- Texto de leitura
· · ·

“Propomos ao Governo maior diálogo, maior seriedade nos cumprimentos dos acordos assinados com os nossos associados com os sucessivos governos, pois sobre nós recai muitas responsabilidades sociais com os nossos associados”, disse o secretário-geral do Sinprestp, Gastão Ferreira.

O líder desta organização sindical, que falava durante a celebração do Dia Nacional dos Professores, que se assinala hoje, lembrou que “a conjuntura obriga” a classe docente a “ser cada vez mais forte, mais unida na defesa dos [seus] ideais”.

Gastão Ferreira considera que, nos últimos anos, se registaram progressos e recuos no sistema nacional do ensino.

Destacou a erradicação do analfabetismo, formação dos docentes e massificação do ensino em todos os distritos como as conquistas mais recentes, mas lamentou a “pouca qualidade do ensino a todos os níveis, salário incompatível, turmas superlotadas, falta de carteiras e falta de água e condições de higiene nas escolas”.

· · ·

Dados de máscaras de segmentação
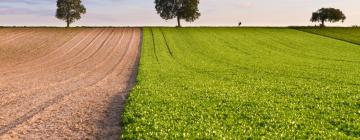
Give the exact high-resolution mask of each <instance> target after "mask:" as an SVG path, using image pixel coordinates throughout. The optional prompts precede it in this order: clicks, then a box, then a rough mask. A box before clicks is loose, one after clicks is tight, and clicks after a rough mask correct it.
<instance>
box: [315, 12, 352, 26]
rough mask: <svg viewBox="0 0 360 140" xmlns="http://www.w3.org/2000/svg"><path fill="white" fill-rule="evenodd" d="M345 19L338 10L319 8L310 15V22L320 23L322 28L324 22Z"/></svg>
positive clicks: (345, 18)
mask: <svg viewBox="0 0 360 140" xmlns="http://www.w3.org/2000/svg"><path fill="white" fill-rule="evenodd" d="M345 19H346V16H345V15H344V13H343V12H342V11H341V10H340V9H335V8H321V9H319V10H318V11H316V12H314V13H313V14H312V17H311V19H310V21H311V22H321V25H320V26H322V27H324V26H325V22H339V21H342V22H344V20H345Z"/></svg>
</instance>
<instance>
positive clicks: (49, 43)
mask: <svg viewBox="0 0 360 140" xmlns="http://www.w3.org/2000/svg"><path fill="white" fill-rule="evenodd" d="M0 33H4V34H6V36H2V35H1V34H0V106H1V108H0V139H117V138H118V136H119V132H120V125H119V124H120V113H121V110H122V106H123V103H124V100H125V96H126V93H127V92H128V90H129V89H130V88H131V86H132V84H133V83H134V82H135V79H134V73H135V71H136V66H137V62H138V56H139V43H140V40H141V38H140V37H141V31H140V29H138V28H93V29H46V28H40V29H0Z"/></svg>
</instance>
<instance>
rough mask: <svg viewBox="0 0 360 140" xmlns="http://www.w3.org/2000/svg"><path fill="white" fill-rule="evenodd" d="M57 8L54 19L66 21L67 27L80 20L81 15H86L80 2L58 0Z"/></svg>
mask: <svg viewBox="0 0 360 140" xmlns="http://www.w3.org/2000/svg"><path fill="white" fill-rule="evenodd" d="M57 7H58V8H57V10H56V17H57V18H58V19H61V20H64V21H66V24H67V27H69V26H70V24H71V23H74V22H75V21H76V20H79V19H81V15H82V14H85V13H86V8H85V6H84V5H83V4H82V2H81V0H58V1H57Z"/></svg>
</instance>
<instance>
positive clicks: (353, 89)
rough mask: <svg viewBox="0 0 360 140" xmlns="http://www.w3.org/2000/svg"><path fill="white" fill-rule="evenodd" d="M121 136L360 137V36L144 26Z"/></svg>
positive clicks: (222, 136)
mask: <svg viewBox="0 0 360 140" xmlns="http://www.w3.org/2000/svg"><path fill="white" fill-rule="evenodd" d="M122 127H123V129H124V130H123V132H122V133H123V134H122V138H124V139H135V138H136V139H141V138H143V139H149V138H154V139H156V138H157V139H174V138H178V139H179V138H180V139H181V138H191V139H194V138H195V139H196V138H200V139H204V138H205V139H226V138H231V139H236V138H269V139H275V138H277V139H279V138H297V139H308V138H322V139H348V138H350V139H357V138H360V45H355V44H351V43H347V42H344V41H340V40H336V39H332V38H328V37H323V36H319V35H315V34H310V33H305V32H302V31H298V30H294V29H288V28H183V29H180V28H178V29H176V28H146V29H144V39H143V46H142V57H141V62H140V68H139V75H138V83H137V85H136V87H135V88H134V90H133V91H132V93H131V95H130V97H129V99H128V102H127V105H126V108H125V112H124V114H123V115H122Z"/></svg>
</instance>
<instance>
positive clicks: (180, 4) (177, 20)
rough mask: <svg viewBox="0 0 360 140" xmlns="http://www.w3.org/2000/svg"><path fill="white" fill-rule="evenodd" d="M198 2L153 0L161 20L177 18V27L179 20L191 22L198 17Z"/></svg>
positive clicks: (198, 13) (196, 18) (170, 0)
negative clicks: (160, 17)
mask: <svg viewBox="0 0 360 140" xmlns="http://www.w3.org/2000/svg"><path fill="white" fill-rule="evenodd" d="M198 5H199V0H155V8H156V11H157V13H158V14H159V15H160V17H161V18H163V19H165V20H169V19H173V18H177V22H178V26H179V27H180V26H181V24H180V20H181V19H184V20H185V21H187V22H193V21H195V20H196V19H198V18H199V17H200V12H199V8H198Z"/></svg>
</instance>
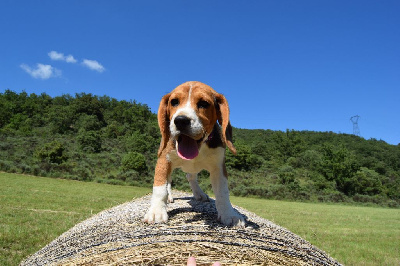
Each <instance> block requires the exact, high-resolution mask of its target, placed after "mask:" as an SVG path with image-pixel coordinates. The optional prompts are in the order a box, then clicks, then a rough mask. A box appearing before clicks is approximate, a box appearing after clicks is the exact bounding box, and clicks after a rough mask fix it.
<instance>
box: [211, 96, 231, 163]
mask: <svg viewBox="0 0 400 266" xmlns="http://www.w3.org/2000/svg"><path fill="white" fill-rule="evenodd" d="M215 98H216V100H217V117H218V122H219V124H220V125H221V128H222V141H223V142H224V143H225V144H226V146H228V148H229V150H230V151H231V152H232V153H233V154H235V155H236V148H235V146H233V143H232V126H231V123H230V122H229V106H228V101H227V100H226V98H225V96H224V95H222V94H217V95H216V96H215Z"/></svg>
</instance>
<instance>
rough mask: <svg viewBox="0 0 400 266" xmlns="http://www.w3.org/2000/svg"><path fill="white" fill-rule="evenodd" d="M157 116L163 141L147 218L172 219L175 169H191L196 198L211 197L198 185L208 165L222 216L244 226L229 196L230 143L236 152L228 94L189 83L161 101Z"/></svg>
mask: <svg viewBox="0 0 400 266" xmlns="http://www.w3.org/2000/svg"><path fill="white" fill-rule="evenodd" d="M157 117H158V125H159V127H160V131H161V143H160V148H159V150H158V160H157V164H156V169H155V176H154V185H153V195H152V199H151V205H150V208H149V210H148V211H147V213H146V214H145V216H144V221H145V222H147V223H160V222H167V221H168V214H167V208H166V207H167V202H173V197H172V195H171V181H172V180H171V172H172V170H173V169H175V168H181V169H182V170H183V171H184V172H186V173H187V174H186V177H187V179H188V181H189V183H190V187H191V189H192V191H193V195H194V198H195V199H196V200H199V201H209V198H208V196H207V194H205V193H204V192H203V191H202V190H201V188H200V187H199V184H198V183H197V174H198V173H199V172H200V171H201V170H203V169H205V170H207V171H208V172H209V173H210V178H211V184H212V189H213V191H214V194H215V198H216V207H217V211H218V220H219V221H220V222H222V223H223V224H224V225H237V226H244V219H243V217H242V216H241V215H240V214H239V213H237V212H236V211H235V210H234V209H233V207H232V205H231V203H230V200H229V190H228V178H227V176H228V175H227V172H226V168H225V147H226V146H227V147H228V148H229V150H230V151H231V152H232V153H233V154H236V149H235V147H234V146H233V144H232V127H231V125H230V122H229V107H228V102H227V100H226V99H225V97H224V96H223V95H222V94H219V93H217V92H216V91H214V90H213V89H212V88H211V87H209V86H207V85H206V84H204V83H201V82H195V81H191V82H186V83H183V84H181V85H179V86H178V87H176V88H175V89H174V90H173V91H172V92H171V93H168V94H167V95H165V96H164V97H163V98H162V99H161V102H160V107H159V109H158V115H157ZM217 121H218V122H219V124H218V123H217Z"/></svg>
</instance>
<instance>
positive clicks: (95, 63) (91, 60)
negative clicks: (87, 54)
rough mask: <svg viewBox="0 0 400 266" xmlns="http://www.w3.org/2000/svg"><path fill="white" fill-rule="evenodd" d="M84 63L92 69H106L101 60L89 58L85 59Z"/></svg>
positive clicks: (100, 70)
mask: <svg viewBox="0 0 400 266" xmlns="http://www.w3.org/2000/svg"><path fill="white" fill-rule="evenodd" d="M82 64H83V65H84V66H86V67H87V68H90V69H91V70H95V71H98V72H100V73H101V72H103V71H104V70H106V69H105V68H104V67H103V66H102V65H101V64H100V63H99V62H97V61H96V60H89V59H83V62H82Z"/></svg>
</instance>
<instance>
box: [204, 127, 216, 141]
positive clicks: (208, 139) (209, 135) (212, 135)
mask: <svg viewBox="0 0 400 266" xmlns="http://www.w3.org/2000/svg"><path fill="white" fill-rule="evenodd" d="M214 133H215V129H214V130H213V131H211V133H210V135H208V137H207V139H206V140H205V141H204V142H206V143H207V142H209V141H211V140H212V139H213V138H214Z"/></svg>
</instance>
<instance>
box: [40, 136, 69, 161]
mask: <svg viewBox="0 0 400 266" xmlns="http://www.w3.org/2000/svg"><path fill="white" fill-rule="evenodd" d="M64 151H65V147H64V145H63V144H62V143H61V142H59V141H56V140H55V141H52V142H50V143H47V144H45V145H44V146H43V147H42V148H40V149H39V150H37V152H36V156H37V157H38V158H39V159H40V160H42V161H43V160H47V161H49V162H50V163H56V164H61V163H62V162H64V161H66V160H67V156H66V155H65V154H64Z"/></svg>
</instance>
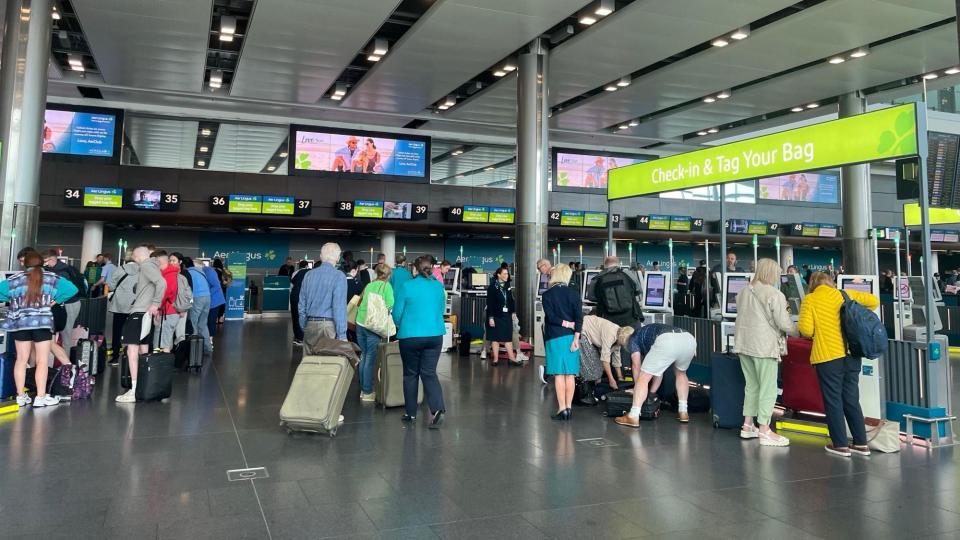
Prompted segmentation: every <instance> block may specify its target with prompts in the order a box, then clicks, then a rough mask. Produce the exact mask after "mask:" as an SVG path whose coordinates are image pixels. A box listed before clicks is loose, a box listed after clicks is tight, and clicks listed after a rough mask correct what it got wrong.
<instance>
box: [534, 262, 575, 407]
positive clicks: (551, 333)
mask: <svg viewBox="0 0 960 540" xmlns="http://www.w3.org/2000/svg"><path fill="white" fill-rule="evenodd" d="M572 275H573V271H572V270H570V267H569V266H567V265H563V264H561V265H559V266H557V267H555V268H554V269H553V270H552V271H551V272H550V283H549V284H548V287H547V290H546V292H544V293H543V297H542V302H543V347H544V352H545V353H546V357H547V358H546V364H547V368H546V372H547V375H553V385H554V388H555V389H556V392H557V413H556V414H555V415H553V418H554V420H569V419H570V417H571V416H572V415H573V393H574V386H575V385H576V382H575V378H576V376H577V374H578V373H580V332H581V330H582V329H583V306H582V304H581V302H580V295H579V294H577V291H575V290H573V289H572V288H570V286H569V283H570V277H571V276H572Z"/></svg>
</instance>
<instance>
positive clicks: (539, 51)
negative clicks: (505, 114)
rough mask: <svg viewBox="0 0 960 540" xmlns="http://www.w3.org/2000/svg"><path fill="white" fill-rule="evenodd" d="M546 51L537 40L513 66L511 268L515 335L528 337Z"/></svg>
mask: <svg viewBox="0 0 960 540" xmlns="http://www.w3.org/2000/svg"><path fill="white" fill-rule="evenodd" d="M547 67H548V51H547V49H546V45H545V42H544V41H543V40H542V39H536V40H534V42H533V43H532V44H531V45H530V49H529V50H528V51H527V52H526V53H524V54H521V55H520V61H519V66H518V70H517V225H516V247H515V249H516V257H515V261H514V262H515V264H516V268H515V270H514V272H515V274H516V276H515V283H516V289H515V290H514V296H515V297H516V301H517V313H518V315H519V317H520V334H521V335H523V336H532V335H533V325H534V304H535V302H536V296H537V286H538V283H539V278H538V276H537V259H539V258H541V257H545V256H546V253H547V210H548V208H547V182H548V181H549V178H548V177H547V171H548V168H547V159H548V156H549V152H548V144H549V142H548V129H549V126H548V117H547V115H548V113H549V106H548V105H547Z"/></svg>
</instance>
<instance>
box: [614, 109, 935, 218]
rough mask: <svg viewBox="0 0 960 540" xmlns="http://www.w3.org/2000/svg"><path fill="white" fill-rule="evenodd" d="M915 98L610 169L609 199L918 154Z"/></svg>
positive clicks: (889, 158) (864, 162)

· · ·

- Tarefa
Reproduz na íntegra o texto sobre o Dia Nacional dos Professores, sem mudar uma única palavra.

- Solução
“Propomos ao Governo maior diálogo, maior seriedade nos cumprimentos dos acordos assinados com os nossos associados com os sucessivos governos, pois sobre nós recai muitas responsabilidades sociais com os nossos associados”, disse o secretário-geral do Sinprestp, Gastão Ferreira.

O líder desta organização sindical, que falava durante a celebração do Dia Nacional dos Professores, que se assinala hoje, lembrou que “a conjuntura obriga” a classe docente a “ser cada vez mais forte, mais unida na defesa dos [seus] ideais”.

Gastão Ferreira considera que, nos últimos anos, se registaram progressos e recuos no sistema nacional do ensino.

Destacou a erradicação do analfabetismo, formação dos docentes e massificação do ensino em todos os distritos como as conquistas mais recentes, mas lamentou a “pouca qualidade do ensino a todos os níveis, salário incompatível, turmas superlotadas, falta de carteiras e falta de água e condições de higiene nas escolas”.